Start of SELECTION
3. Because sin is foolish and God’s discipline is hard, repent from your sin. Do we understand that some of the challenges in our lives may be the disciplining hand of the Lord? It might be a financial struggle, where God has been consuming our wealth like a moth. It may be something physical, like David describes in Ps. 32:3,4, “When I kept silent, my bones wasted away through my groaning all day long. For day and night your hand was heavy upon me; my strength was sapped as in the heat of summer.” Not every hardship in life is God’s discipline (the lesson of the book of Job);
but for the child of God it might be, and until we recognize it as such we will not be ready to learn from it. Some of you are either caught in the trap of some habitual sin or you are playing very near the edge of the cliff, and the reason I know is that I’m a human just like you. Satan is prowling around looking for someone to devour, and he’s got some of you. You can’t seem to shake it and maybe God has struck you with a blow and you have felt the hostility of His hand. God is calling you to something better, and He will forgive you and heal you and give you victory if you will turn from your sin and turn to Christ for power. “Do not be like the horse or mule which have no understanding but must be controlled by bit and bridle or they will not come to you”
End of SELECTION
**SHORT TASK A**
Copy the entries word for word, starting at the line that contains "Where can you spot the pointed" and going down to the end of the entries.
These entries are unrelated to the passage on repentance.
Start of DATA FOR THIS TASK
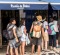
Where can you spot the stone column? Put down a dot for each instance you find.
(0, 31)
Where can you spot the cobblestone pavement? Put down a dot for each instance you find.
(28, 52)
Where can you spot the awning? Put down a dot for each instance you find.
(55, 6)
(23, 5)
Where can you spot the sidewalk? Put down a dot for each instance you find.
(28, 52)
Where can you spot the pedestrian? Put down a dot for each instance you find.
(37, 28)
(45, 38)
(52, 36)
(13, 39)
(56, 30)
(23, 37)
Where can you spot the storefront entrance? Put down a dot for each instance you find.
(5, 16)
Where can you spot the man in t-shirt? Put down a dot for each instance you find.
(37, 28)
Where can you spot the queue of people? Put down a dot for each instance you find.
(40, 36)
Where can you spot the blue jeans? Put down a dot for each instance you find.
(52, 40)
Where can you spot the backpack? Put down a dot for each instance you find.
(10, 32)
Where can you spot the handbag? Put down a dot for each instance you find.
(36, 34)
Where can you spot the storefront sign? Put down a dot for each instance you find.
(23, 6)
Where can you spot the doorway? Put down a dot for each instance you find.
(6, 15)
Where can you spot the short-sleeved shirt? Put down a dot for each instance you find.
(51, 24)
(45, 23)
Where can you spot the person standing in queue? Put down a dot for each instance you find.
(13, 39)
(23, 37)
(37, 30)
(45, 38)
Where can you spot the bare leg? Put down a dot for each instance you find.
(16, 51)
(32, 49)
(23, 47)
(57, 43)
(42, 44)
(7, 49)
(39, 48)
(11, 51)
(46, 45)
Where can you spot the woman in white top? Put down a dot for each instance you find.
(23, 37)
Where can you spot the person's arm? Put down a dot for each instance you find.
(15, 35)
(31, 28)
(46, 25)
(25, 31)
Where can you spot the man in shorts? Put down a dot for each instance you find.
(37, 27)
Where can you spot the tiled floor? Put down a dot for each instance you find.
(28, 52)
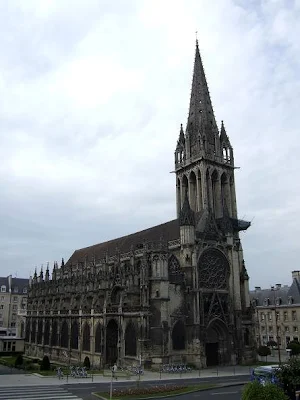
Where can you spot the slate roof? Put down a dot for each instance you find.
(285, 293)
(19, 283)
(167, 231)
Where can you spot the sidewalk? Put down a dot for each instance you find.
(35, 380)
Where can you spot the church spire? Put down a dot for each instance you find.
(201, 119)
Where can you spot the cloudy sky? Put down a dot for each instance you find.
(92, 94)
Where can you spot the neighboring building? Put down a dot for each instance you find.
(13, 297)
(11, 344)
(277, 312)
(174, 292)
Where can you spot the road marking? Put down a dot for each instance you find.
(221, 393)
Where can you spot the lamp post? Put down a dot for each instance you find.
(276, 322)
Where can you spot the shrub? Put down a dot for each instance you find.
(289, 375)
(295, 348)
(19, 361)
(255, 391)
(272, 343)
(263, 351)
(87, 363)
(45, 364)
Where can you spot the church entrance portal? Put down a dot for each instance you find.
(212, 354)
(217, 349)
(111, 342)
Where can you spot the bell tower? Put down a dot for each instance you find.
(204, 162)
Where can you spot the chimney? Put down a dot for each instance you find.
(296, 275)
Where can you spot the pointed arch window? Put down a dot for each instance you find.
(178, 336)
(33, 331)
(98, 339)
(74, 335)
(54, 333)
(64, 335)
(46, 332)
(86, 338)
(176, 274)
(40, 332)
(130, 340)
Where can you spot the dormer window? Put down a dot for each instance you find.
(278, 301)
(267, 302)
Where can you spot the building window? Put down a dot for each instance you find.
(270, 316)
(279, 340)
(264, 339)
(267, 302)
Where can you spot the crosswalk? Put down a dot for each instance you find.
(36, 393)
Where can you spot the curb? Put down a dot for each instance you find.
(182, 394)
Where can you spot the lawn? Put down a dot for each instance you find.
(187, 389)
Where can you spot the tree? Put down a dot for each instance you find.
(289, 375)
(86, 363)
(256, 391)
(263, 351)
(19, 361)
(45, 364)
(295, 347)
(272, 343)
End of DATA FOR THIS TASK
**SHORT TASK B**
In the passage on repentance, which book's lesson is cited to show that not every hardship in life is God's discipline?

**FULL SOLUTION A**
Where can you spot the pointed arch window? Put down a dot for each instance you find.
(178, 336)
(33, 331)
(98, 339)
(74, 335)
(54, 333)
(64, 335)
(46, 332)
(86, 338)
(176, 274)
(40, 332)
(130, 340)
Where can you spot the dormer window? Put down a dot for each instance you find.
(278, 301)
(267, 302)
Where can you spot the building window? Put down a dot for each instance you find.
(270, 316)
(279, 340)
(264, 339)
(267, 302)
Where can you spot the crosswalk? Put down a dot for each instance you find.
(36, 393)
Where can you spot the curb? Put down a dot for each instance you find.
(182, 394)
Where can you spot the lawn? Put down a dot for each instance you find.
(187, 389)
Where can you spot the tree? Put down a dot for each instance you find.
(289, 375)
(86, 363)
(256, 391)
(263, 351)
(19, 361)
(45, 364)
(295, 347)
(272, 343)

**FULL SOLUTION B**
The book of Job.